>> START Excerpt

Faculty Member, Comparative Literature
University of Illinois at Urbana-Champaign, English
School of Humanities
About
Daniel VUKOVICH (Illinois, 2005) grew up working class in Oakmont, PA. His book _China and Orientalism: Western Knowledge Production and the P.R.C._ was recently published by Routledge in the Postcolonial Politics series . It makes a case for the re-constitution of orientalism since the 1970s, and is a defense of the theoretical and political complexities of Maoist and post-Mao China. It includes chapters on: China studies and the non-debate with postcolonialism and orientalism; Tiananmen, 1989; DeLillo’s novel _Mao II_; Maoist discourse and governance; the Great Leap Forward and the debate on its famine statistics; film studies versus Chinese films themsleves; the "China-reference" in recent cultural theory; and the relationship between Sinological-orientalism and global capitalism.
His research interests revolve around Marxist cultural critique, the production of knowledge in intellectual-political culture (to borrow a favorite phrase of Edward Said) , and the limits of received 'theory' vis a vis the PRC in particular but non-Western societies in general. While based in literary and cultural studies methods, his work seeks to engage the political in more direct, sharper-edged ways.

>> END Excerpt

## Set tasks
1. Copy the passage of the faculty profile starting with "His research interests" and going on through "direct, sharper-edged ways.".
2. Extend the faculty profile with new text that follows on from its last sentence.

>> START Excerpted data

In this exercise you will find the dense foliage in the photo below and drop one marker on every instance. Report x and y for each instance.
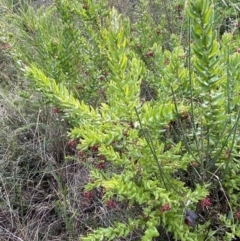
(154, 117)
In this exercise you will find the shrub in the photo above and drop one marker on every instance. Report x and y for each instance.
(173, 155)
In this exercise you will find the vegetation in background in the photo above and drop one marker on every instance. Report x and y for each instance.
(120, 127)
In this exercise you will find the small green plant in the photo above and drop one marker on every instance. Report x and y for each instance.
(174, 156)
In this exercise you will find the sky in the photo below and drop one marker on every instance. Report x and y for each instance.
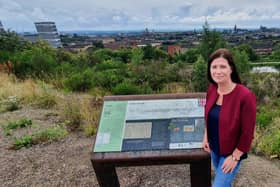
(20, 15)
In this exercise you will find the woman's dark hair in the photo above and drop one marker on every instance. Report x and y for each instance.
(226, 54)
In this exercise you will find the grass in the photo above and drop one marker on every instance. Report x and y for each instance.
(16, 124)
(26, 91)
(48, 135)
(82, 113)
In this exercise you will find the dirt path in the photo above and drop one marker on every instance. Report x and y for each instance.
(67, 163)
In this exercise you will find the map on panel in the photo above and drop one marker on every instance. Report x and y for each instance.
(150, 125)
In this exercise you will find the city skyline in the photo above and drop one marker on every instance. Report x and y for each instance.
(20, 15)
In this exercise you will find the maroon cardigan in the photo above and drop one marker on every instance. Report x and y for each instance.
(237, 118)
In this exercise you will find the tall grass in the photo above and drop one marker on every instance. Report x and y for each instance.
(26, 91)
(82, 113)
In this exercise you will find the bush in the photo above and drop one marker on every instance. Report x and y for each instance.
(80, 81)
(126, 88)
(10, 104)
(269, 143)
(16, 124)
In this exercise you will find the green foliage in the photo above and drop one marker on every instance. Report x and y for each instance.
(47, 99)
(252, 56)
(153, 74)
(199, 75)
(102, 54)
(137, 55)
(51, 134)
(126, 88)
(109, 64)
(10, 104)
(269, 142)
(264, 84)
(150, 53)
(48, 135)
(80, 81)
(123, 55)
(191, 55)
(16, 124)
(24, 141)
(241, 62)
(275, 56)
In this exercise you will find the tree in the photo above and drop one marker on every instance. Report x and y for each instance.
(199, 75)
(249, 51)
(242, 62)
(137, 55)
(211, 41)
(191, 55)
(276, 53)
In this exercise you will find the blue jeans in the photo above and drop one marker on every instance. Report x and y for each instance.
(222, 179)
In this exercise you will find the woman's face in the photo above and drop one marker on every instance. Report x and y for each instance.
(220, 70)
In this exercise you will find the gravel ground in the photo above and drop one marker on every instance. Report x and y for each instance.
(67, 163)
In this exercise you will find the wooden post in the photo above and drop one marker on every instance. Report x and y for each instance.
(106, 174)
(201, 173)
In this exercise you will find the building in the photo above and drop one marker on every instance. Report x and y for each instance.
(47, 31)
(1, 27)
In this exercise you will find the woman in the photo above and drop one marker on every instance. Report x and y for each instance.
(230, 114)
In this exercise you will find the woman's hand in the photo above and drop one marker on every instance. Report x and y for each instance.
(205, 143)
(229, 164)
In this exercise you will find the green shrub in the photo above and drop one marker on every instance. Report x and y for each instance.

>> END Excerpted data

## In response
1.
His research interests revolve around Marxist cultural critique, the production of knowledge in intellectual-political culture (to borrow a favorite phrase of Edward Said) , and the limits of received 'theory' vis a vis the PRC in particular but non-Western societies in general. While based in literary and cultural studies methods, his work seeks to engage the political in more direct, sharper-edged ways.

2.
His articles have appeared in positions, Cultural Critique, Neo-Helicon, Cultural Politics, Frontiers of Literary Studies in China, and Cultural Logic among other places. In Chinese translation he has published on orientalism and liberalism and depoliticization. (Other texts have not passed the censorship bar.) Recent and forthcoming work includes a discourse analysis of the China-Hong Kong relationship since 1997 and the so-called ‘re-colonization’ thesis; an article on the resurgence/backlash of liberal humanism; a book chapter on the rise of the Chinese New Left as an intellectual and post-colonial phenomenon; and a long chapter on “Asia” for an advanced, Oxford Guide to post-colonial studies.
He is currently working towards a second book tentatively entitled _Seeing Like An Other State_: China and Other Political Problems. This will extend and revise the critique of Sinological-orientalism in political and cultural studies, but also involves field-work (time) in China and Vietnam.
He teaches postcolonial, PRC, literary, and theoretical studies at Hong Kong University, in the School of Humanities.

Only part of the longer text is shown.